■ PROBLEM TO SOLVE ■
The data follows. Retype every entry exactly.

■ Region pointing data ■
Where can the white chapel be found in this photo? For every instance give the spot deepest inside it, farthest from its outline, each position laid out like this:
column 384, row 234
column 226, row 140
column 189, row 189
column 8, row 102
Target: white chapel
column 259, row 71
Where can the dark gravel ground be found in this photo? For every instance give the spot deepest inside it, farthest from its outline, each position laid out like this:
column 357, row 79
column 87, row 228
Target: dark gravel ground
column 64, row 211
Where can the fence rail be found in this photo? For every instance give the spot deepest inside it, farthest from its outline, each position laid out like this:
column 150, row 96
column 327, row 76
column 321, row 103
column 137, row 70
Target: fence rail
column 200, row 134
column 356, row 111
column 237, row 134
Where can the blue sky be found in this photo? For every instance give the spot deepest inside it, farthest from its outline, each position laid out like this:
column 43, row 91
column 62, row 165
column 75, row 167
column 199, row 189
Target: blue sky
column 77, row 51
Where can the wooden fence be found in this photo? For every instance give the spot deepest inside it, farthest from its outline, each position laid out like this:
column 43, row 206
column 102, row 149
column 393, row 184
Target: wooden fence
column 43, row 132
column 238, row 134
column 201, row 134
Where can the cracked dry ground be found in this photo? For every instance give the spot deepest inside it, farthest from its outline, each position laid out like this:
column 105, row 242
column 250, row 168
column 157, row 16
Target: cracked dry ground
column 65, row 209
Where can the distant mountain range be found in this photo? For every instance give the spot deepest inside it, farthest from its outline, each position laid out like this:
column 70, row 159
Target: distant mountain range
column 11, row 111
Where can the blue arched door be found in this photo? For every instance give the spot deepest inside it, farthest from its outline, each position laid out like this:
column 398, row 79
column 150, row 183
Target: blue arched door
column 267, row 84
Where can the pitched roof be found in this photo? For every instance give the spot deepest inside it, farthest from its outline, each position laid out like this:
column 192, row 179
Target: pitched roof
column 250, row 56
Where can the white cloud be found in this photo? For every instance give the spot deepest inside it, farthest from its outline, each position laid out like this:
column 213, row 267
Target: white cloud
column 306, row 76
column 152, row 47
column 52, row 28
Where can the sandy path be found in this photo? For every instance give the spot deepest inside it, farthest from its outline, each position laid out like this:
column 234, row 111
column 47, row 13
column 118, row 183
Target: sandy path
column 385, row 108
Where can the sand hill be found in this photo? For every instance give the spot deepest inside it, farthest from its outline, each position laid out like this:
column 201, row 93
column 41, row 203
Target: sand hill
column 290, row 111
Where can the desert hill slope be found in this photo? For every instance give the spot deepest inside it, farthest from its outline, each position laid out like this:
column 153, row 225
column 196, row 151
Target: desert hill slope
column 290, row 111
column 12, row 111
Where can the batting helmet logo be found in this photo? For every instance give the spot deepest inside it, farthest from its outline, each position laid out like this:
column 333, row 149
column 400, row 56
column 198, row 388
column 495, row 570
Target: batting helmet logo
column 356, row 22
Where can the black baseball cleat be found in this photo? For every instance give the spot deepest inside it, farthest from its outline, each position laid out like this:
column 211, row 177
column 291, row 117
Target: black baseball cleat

■ RESULT OF THIS EXERCISE ■
Where can the white chapel be found in this photo? For every instance give the spot deepest inside it, farthest from its outline, each position laid out like this:
column 384, row 234
column 226, row 140
column 189, row 189
column 8, row 102
Target: white chapel
column 259, row 71
Where can the dark gravel ground be found in this photo? For every instance give the spot deepest inside it, farthest from its outline, each position laid out like this:
column 357, row 79
column 87, row 228
Target: dark gravel ground
column 64, row 211
Where can the fence rail be found in this photo? For every instance give the spot deepest inside it, farthest from its outline, each position laid out like this:
column 150, row 96
column 327, row 76
column 321, row 103
column 137, row 70
Target: fence rail
column 200, row 134
column 356, row 111
column 237, row 134
Where can the blue sky be found in this photo? For every instance give the spot deepest inside it, farthest from its outline, each position laid out like this:
column 43, row 91
column 62, row 165
column 75, row 167
column 199, row 189
Target: blue sky
column 77, row 51
Where can the wooden fence be found in this photo? For every instance give the spot deepest inside it, farthest from its outline, each position laid out like this:
column 43, row 206
column 102, row 149
column 393, row 184
Target: wooden fence
column 43, row 132
column 238, row 134
column 201, row 134
Where can the cracked dry ground be found in this photo? For every instance give the spot deepest inside it, farthest from its outline, each position laid out like this:
column 105, row 242
column 250, row 168
column 157, row 16
Target: cracked dry ground
column 65, row 209
Where can the distant mountain range be found in this photo? For every instance give the spot deepest inside it, farthest from its outline, each position laid out like this:
column 70, row 159
Target: distant mountain range
column 11, row 111
Where can the blue arched door be found in this photo? For every instance give the spot deepest inside it, farthest from its outline, each position laid out like this:
column 398, row 79
column 150, row 183
Target: blue arched door
column 267, row 84
Where can the pitched roof be found in this photo? For every instance give the spot deepest inside it, farthest from its outline, each position laid out like this:
column 192, row 179
Target: pitched roof
column 250, row 56
Where can the white cloud be found in this photo? For every instance give the spot deepest inside it, farthest from its outline, each position laid out like this:
column 213, row 267
Target: white cloud
column 306, row 76
column 152, row 47
column 52, row 28
Where can the sandy path be found in this photo? For every instance give the spot deepest inside it, farthest from its outline, each position laid out like this:
column 234, row 111
column 47, row 13
column 118, row 183
Target: sandy path
column 385, row 108
Where can the sand hill be found in this photo? For every instance give the spot deepest inside it, farthest from its outline, each position laid out like this:
column 201, row 93
column 41, row 203
Target: sand hill
column 290, row 111
Where can the desert hill slope be found in this photo? For every instance give the spot deepest inside it, farthest from its outline, each position laid out like this:
column 153, row 225
column 196, row 151
Target: desert hill slope
column 290, row 111
column 12, row 111
Where can the batting helmet logo be found in this photo? For every instance give the spot deepest inside it, farthest from its outline, each position laid out like this:
column 333, row 149
column 400, row 56
column 198, row 388
column 495, row 570
Target: batting helmet logo
column 356, row 22
Where can the black baseball cleat be found in this photo? For every instance give the spot deepest inside it, farthest from its outline, each position laid out like this:
column 211, row 177
column 291, row 117
Target: black baseball cleat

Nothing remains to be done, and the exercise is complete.